▸ Objective: Quote, word for word, every line starting at the line that contains "Locate the distant shoreline" and ending with the last line of the records; include both of these lines and no others.

Object position labeling entries:

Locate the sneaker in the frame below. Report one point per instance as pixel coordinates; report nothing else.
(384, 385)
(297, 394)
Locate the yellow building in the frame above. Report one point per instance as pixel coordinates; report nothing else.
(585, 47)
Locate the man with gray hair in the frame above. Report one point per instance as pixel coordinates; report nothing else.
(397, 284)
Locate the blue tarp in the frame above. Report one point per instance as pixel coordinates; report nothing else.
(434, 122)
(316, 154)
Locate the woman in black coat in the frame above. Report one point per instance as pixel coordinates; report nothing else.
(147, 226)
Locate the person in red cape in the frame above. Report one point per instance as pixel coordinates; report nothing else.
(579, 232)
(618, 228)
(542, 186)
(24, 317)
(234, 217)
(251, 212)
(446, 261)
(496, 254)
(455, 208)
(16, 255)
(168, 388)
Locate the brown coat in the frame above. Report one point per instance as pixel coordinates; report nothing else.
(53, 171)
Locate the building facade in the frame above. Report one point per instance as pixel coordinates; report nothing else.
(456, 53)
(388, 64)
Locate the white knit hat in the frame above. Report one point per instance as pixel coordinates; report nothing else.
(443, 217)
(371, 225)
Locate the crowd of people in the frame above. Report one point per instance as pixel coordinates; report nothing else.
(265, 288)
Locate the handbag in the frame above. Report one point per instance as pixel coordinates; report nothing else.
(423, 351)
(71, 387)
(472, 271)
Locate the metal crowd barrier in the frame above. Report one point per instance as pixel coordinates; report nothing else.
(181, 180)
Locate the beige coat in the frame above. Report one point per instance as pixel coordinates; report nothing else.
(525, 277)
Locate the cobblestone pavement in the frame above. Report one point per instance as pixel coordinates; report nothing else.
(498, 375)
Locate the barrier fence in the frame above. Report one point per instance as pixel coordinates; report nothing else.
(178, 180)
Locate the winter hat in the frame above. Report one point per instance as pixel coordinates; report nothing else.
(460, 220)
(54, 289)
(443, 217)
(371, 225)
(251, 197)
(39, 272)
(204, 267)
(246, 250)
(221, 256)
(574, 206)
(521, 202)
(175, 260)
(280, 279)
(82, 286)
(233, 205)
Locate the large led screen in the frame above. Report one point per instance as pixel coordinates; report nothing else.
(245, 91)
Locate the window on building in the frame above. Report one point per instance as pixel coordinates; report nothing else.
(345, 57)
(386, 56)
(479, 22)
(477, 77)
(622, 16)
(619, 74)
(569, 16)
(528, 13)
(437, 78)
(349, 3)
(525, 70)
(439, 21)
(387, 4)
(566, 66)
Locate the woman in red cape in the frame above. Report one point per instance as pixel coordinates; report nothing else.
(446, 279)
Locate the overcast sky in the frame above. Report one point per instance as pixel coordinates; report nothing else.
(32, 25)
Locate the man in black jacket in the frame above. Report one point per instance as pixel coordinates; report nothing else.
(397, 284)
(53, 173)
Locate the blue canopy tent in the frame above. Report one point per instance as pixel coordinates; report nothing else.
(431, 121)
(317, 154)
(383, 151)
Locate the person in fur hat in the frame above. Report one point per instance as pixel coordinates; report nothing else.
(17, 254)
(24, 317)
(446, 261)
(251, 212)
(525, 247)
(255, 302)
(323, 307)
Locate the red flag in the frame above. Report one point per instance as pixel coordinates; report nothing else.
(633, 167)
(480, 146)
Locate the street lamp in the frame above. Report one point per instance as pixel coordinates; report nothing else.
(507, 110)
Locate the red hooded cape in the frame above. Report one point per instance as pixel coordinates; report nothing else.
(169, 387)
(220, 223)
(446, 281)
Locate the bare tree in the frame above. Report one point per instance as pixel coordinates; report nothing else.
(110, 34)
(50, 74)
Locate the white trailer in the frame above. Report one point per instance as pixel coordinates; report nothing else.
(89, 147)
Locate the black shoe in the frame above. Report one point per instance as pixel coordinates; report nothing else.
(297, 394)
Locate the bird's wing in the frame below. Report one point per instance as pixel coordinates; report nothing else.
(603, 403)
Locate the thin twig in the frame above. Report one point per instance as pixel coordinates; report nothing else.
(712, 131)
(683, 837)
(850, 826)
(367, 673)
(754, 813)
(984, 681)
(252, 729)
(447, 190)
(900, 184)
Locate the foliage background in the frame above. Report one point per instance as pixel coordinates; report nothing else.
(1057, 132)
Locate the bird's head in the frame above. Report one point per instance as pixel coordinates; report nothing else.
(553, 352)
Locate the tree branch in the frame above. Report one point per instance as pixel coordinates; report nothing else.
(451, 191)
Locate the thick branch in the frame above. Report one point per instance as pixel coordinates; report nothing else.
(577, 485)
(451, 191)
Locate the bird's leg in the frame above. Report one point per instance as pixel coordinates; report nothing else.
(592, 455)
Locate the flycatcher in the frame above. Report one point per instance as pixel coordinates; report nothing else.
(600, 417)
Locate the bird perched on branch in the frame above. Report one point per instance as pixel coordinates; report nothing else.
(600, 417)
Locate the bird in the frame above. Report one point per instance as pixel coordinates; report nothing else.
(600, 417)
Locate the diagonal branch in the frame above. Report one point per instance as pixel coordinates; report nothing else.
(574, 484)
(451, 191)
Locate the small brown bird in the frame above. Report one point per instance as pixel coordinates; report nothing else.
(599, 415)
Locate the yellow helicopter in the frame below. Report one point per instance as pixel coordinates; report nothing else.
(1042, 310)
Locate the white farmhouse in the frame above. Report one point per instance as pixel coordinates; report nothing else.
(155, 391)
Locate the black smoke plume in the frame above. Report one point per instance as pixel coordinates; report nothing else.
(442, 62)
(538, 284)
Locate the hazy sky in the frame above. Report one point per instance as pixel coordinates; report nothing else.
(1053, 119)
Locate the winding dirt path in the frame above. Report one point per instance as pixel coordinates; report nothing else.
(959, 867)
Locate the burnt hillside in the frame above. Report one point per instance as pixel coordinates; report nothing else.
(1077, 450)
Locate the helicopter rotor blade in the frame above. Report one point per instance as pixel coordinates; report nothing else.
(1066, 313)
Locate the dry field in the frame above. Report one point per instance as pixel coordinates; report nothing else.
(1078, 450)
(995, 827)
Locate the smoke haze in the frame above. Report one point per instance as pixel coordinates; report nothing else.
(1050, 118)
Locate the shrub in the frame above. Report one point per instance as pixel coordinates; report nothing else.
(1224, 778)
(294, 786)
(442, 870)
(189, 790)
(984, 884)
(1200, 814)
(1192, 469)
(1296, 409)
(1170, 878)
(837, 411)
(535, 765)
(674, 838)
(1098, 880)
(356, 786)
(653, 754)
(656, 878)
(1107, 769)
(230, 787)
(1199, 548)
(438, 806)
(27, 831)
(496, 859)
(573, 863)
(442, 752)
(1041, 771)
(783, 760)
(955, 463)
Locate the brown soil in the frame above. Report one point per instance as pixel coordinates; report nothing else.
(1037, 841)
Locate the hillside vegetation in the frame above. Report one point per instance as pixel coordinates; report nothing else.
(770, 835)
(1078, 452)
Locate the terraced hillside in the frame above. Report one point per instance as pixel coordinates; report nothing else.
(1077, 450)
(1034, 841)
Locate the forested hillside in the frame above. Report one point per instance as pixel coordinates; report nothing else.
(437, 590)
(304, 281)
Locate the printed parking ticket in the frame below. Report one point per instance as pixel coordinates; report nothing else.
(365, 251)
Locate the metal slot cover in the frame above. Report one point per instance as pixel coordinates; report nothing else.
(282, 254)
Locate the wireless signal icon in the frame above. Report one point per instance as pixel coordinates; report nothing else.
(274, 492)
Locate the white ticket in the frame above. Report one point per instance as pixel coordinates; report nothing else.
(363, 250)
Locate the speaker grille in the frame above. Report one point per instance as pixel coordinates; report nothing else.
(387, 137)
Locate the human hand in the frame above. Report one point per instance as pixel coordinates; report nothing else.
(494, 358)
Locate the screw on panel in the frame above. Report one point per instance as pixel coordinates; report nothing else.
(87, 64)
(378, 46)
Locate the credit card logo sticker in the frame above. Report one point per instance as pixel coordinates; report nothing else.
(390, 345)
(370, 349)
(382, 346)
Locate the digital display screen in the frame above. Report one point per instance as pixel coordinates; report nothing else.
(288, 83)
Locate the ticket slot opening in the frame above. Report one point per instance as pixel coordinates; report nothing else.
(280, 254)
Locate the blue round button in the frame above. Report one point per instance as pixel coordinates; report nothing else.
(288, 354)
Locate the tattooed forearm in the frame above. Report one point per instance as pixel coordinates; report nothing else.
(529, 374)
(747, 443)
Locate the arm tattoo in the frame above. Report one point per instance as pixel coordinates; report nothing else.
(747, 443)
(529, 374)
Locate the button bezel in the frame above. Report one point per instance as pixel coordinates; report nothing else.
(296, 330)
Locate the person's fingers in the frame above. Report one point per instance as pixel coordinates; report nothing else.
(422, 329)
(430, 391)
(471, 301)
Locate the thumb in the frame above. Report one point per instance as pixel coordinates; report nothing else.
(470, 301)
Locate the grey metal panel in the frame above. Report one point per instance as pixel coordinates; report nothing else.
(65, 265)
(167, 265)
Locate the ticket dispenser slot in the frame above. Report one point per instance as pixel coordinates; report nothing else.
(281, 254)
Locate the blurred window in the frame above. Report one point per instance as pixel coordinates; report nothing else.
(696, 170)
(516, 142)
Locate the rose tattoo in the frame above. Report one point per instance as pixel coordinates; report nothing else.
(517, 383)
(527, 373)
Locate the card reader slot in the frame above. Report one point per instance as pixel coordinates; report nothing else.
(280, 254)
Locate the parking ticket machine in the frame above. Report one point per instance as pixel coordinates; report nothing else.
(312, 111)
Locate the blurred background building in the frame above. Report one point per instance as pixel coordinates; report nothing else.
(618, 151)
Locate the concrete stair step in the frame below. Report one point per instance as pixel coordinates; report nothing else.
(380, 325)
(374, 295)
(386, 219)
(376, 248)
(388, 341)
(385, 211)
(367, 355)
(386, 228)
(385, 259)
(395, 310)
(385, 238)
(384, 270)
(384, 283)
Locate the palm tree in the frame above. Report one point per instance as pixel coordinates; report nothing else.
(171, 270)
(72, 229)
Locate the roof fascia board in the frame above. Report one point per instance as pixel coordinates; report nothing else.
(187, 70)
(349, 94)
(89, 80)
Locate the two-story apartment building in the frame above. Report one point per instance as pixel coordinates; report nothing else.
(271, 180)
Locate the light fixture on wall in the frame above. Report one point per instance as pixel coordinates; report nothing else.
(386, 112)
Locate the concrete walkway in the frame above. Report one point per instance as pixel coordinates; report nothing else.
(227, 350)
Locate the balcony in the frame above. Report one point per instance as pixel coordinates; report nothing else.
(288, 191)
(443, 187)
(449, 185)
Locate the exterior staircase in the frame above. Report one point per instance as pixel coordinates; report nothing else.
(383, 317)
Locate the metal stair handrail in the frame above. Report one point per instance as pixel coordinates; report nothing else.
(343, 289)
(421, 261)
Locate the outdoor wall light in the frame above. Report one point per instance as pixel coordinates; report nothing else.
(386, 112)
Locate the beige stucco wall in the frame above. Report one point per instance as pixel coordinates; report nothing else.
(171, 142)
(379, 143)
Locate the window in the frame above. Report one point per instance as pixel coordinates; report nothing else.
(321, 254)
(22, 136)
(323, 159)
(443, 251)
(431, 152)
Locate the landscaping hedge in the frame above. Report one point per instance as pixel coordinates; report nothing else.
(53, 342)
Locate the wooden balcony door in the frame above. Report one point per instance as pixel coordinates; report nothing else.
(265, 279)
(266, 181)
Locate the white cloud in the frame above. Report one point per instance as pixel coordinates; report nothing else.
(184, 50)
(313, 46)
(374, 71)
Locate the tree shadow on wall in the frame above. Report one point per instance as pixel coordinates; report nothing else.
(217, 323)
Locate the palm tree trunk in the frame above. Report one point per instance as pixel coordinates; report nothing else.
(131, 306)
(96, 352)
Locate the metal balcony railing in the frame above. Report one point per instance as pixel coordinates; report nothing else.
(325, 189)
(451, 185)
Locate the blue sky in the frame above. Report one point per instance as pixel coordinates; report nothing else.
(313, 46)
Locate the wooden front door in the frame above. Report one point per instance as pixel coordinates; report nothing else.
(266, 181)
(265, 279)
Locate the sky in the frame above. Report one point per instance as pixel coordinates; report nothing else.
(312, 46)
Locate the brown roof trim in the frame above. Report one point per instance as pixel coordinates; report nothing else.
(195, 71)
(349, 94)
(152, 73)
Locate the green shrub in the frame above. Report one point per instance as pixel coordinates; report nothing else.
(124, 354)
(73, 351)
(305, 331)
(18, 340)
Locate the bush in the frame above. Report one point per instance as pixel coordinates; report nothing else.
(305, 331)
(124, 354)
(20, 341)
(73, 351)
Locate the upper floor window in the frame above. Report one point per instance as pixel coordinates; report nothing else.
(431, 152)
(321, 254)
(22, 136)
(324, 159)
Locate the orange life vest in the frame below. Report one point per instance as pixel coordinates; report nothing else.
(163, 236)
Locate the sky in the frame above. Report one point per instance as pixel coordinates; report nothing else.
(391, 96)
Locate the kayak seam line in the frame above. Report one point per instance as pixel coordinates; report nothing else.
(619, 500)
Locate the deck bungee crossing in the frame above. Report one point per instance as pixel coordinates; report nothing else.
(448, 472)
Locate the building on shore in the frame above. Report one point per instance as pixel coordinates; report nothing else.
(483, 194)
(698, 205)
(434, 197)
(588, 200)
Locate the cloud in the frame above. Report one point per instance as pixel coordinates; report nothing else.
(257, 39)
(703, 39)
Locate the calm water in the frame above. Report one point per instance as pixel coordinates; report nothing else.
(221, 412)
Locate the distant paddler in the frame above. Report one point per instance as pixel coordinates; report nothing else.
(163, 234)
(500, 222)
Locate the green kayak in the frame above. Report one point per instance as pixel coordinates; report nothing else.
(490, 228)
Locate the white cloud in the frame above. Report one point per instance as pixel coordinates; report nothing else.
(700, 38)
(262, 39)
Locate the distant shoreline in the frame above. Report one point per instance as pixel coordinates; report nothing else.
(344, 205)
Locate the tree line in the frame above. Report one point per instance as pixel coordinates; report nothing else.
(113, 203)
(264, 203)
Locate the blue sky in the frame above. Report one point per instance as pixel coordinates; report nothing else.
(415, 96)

▸ Finished task:
Locate the distant shoreline in the frame above. Report one point per instance as pixel coordinates; report nothing else.
(344, 205)
Locate the tree line in the frame above. Report one point per instance as pixel coordinates; report nothing else.
(113, 203)
(264, 203)
Locate the blue sky in the frame above. Report one point per instance as pixel coordinates; report nothing else.
(415, 96)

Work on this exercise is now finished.